> [DO THIS]:
Please copy the data below line for line, changing nothing.

> [LISTED ENTRIES]:
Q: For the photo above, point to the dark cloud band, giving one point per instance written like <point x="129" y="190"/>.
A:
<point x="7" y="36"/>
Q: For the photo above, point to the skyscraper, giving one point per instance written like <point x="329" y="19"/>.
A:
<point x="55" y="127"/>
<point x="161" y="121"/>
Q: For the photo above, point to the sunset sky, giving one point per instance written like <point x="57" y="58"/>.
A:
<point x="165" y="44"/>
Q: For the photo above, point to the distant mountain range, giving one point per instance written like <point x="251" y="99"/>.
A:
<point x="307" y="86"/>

> [ANSWER TO THE EXERCISE]:
Q: For the photo above, point to the dark cloud band, giving one point per instance written like <point x="129" y="190"/>.
A:
<point x="7" y="36"/>
Q: For the photo above, point to the skyscraper, giving one point per instance written like <point x="329" y="19"/>.
A:
<point x="55" y="127"/>
<point x="161" y="121"/>
Q: For the photo above, point to the sunset sky, giving one point per instance written like <point x="57" y="58"/>.
A:
<point x="165" y="44"/>
Q: For the photo above, point to the distant mountain range, giving one point per instance written like <point x="251" y="99"/>.
A:
<point x="307" y="86"/>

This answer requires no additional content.